The exercise
Rewrite the data from the line holding "Note: pick out the autumn" through the line holding "column 782, row 71", inclusive, as a two-column CSV with the headers input and output. Give one row per entry, with the coordinates under output, each field in quotes, and line breaks replaced by spaces.

>> START Source records

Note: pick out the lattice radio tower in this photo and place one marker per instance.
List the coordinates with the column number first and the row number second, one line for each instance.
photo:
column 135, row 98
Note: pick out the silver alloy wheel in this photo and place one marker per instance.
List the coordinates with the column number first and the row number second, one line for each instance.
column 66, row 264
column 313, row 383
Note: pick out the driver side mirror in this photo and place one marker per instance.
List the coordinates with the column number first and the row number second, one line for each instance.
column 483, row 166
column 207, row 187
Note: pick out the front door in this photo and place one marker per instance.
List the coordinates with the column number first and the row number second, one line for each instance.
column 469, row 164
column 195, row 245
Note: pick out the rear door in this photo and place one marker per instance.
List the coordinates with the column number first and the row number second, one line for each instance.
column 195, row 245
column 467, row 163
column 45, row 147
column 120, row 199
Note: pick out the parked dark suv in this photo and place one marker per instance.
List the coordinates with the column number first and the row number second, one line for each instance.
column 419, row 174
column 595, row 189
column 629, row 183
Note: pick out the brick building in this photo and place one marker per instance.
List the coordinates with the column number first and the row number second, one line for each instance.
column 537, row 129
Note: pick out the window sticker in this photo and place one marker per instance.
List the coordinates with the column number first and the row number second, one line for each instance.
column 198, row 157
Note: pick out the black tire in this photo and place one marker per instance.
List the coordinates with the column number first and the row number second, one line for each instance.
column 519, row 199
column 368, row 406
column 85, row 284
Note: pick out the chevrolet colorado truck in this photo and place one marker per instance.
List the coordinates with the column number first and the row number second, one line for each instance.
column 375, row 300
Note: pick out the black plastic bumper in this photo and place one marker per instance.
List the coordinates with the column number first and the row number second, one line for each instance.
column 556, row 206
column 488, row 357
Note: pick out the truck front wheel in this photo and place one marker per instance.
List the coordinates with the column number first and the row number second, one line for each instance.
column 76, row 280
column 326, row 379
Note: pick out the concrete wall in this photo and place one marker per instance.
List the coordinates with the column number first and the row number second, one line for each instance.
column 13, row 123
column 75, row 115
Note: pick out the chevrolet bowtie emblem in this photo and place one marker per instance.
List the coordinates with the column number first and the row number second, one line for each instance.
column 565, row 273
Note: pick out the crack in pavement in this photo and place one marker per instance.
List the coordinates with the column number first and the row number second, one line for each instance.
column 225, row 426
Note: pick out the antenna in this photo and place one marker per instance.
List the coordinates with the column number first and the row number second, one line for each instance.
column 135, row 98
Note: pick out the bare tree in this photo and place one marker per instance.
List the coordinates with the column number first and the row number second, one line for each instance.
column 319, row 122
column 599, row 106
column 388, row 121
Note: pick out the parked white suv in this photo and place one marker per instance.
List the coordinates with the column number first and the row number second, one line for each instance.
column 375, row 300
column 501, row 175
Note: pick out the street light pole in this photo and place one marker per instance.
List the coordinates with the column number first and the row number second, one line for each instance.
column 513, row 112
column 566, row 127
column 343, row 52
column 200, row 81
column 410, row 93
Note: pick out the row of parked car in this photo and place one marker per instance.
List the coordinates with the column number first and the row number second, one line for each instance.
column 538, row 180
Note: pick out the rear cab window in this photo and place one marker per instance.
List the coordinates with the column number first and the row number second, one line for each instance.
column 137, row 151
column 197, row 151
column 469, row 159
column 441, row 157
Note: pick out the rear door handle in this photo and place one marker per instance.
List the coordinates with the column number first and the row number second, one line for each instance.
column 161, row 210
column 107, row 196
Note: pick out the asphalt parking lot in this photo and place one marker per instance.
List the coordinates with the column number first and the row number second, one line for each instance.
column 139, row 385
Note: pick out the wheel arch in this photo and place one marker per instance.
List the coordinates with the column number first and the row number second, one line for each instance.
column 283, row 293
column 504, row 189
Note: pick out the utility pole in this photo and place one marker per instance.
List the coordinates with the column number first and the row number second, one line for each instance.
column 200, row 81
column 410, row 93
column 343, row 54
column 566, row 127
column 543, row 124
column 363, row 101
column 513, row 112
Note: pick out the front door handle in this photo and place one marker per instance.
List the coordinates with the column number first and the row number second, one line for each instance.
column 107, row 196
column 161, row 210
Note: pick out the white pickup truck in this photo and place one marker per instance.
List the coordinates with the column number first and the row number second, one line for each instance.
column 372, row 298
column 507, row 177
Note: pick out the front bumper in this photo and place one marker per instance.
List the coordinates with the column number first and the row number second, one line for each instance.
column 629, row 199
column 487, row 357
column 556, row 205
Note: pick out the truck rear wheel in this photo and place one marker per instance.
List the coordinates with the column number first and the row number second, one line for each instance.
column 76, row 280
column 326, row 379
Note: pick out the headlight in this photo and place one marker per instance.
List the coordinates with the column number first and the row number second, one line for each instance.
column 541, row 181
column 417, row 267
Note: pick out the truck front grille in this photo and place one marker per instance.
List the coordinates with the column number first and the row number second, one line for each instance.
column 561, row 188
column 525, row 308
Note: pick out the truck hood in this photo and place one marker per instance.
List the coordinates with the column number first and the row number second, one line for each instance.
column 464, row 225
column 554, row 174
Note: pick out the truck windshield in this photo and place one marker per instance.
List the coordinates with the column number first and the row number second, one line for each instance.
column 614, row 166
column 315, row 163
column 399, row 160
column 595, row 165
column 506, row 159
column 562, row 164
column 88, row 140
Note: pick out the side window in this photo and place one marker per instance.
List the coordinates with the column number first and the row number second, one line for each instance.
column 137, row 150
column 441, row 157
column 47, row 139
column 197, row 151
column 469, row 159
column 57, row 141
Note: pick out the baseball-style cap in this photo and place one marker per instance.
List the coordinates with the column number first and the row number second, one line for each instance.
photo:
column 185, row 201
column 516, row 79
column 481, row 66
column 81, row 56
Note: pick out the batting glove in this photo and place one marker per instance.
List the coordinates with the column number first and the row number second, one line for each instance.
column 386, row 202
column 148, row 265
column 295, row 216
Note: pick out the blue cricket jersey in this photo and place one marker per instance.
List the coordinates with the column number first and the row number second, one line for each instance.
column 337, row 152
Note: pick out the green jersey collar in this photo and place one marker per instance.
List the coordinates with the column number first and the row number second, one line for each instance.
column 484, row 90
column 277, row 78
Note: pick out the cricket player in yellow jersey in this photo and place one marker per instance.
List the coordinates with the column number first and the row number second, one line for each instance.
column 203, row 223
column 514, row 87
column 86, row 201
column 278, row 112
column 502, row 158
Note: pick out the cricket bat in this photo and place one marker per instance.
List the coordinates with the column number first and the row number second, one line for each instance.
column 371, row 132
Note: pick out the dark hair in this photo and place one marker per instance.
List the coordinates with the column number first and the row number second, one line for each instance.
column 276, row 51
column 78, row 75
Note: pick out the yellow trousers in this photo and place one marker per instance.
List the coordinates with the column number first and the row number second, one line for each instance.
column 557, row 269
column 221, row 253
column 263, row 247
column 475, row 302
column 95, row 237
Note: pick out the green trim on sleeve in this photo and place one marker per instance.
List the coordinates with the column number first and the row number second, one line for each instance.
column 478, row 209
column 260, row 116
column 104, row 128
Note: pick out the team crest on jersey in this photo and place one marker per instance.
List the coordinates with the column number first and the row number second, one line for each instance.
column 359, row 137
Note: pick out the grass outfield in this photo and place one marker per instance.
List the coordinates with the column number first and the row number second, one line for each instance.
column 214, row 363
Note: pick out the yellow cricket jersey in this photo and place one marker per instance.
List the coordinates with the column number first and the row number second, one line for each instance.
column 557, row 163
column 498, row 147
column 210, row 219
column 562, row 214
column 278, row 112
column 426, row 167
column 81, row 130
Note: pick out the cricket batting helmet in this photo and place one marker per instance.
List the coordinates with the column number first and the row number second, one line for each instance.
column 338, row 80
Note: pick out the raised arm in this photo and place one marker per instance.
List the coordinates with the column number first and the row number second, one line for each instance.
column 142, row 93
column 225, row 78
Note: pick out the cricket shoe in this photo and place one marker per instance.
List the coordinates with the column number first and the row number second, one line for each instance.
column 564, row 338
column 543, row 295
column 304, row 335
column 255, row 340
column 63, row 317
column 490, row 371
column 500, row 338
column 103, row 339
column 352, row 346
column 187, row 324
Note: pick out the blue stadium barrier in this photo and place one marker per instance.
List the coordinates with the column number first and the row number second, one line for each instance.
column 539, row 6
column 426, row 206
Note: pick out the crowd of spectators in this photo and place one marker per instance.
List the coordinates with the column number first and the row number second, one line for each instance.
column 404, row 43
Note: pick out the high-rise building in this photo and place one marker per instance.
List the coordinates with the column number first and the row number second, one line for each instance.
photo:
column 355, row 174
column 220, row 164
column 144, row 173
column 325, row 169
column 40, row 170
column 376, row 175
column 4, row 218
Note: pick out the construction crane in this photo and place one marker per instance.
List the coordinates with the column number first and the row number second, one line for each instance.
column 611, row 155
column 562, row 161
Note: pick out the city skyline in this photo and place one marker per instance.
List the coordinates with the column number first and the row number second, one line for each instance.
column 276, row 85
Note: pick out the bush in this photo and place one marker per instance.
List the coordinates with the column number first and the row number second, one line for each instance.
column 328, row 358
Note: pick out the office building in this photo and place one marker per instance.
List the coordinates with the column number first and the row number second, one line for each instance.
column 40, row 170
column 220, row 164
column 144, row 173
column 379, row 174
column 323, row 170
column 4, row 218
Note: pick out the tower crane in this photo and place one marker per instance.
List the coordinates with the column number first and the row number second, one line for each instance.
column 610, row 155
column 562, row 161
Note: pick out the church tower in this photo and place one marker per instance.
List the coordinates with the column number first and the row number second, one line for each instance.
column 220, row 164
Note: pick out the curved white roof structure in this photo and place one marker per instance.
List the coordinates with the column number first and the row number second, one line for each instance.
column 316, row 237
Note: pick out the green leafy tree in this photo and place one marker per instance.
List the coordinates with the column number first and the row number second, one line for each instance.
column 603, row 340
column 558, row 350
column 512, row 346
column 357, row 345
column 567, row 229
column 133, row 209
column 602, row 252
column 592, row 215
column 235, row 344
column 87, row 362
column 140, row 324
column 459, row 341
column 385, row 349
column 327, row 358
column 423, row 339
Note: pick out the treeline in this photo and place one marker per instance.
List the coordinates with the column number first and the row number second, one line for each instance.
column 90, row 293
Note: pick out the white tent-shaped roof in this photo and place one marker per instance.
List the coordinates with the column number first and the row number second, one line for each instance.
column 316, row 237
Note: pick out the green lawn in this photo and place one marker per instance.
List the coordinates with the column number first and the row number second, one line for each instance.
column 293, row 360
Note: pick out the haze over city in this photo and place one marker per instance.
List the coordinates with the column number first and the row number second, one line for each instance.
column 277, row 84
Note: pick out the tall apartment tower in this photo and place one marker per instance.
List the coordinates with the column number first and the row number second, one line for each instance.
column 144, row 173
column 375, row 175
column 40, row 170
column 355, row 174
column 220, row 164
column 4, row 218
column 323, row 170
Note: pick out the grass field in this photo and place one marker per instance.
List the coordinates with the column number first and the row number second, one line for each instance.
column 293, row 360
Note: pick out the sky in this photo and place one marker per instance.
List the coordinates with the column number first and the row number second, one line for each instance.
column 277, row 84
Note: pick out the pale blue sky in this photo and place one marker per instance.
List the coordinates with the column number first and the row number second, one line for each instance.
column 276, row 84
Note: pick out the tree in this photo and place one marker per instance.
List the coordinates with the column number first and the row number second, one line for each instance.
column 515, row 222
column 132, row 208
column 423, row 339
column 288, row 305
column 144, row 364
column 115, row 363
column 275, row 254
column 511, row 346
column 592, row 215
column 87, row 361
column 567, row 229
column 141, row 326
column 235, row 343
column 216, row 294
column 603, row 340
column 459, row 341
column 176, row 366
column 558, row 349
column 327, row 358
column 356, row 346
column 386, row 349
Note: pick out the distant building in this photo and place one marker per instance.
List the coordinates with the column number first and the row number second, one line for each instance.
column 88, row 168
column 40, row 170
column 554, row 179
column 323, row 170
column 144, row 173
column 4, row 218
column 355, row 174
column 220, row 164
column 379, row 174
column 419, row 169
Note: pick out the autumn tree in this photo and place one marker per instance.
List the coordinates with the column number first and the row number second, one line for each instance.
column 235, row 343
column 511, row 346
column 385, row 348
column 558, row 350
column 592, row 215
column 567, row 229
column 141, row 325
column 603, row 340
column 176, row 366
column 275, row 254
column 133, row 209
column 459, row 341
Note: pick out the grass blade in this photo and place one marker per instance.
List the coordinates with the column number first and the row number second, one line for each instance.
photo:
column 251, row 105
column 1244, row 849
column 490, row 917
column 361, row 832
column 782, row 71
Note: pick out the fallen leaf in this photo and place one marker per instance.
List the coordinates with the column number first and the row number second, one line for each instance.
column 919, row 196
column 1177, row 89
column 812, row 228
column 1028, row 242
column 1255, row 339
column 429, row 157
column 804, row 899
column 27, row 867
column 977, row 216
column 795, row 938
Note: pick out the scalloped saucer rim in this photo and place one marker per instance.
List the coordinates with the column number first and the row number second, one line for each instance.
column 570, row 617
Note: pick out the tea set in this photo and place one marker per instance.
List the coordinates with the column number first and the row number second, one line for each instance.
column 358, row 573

>> END Source records

Correct answer
input,output
"Note: pick out the autumn tree in this photo and place one marker per instance. List the coordinates with the column number first and the row number second, one line for each instance.","column 235, row 343 column 511, row 346 column 385, row 348 column 558, row 350 column 592, row 215 column 567, row 229 column 141, row 325 column 603, row 340 column 176, row 366 column 275, row 254 column 133, row 209 column 459, row 341"
"Note: pick out the grass blade in this photo and place one marker per instance. List the coordinates with the column number first and the row number second, one line for each instance. photo:","column 251, row 105 column 1244, row 849 column 490, row 917 column 361, row 832 column 782, row 71"